§ Task instructions:
1 – In the forum thread about critters in siphoned water, how long were the white, hair-like critters found in the siphon container?
2 – Carry the forum thread about critters in siphoned water forward from where it stops.

§ Supplied text:

════════════════

# [Wet Thumb Forum]-Critters in siphoned water



## MissTinaSparkle (Jan 22, 2006)

Hi, I just siphoned my 1.5g all plant/cherry shrimp (and of course pond snail) bowl. I had vaccumed really deep in one spot and when i looked in the container I was siphoning into, I noticed movement. Expecting just another pond snail, I instead noticed a few hair-like 3-7mm long white/translucent type critters. They seem to be able to stretch out and reach toward pieces of mulm.

Does anyone know what this is? Is it a pest? Should I be worried?


----------



## sk8r_turned_aquarist (Mar 21, 2004)

════════════════

§ Supplied data:

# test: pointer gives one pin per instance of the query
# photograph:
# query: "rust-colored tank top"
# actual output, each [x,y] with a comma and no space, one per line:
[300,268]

════════════════

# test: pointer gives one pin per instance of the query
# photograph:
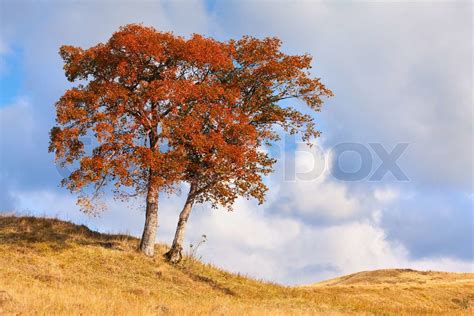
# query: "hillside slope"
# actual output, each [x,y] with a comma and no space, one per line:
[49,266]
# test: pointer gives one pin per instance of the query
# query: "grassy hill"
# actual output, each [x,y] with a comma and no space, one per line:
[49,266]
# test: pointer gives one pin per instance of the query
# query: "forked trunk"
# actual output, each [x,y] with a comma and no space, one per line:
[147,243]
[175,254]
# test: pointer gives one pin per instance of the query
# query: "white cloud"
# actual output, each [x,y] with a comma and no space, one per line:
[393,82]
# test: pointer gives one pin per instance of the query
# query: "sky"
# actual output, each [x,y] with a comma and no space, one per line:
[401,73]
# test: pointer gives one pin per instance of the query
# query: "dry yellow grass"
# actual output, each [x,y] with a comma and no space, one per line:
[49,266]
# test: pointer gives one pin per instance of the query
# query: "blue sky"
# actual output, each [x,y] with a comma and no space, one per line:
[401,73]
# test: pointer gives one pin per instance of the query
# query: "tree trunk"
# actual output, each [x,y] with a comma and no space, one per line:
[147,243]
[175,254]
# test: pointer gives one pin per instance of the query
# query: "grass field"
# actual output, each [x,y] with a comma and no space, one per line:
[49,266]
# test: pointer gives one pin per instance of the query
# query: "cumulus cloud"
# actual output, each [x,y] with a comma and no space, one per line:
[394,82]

════════════════

§ Answers to the exercise:
1 – 3-7mm long.

2 –
Hey,
Sorry nobody got to your post until now. Have you observed them on glass? What you're describing sounds very much like flatworms or nematodes. I would say that it's not a problem at all, so unless you have animals dieing (misspelled?) it should be no problem. I once cultured flatworms to feed baby guppies above fry length, but not quite adult. So see if you can get some of those "creatures" on a piece of glass, then compare them to pictures you can find on google images if you do a search for "freshwater flatworms" or "nematodes."

Hope this helps,
Brendan

THIS seems the most likely, just scroll all the way to the bottom, and it explains all about it.


----------



## MissTinaSparkle (Jan 22, 2006)

Y'know what, I think you nailed it. That looks and souns just like what I had found. Thanks so much!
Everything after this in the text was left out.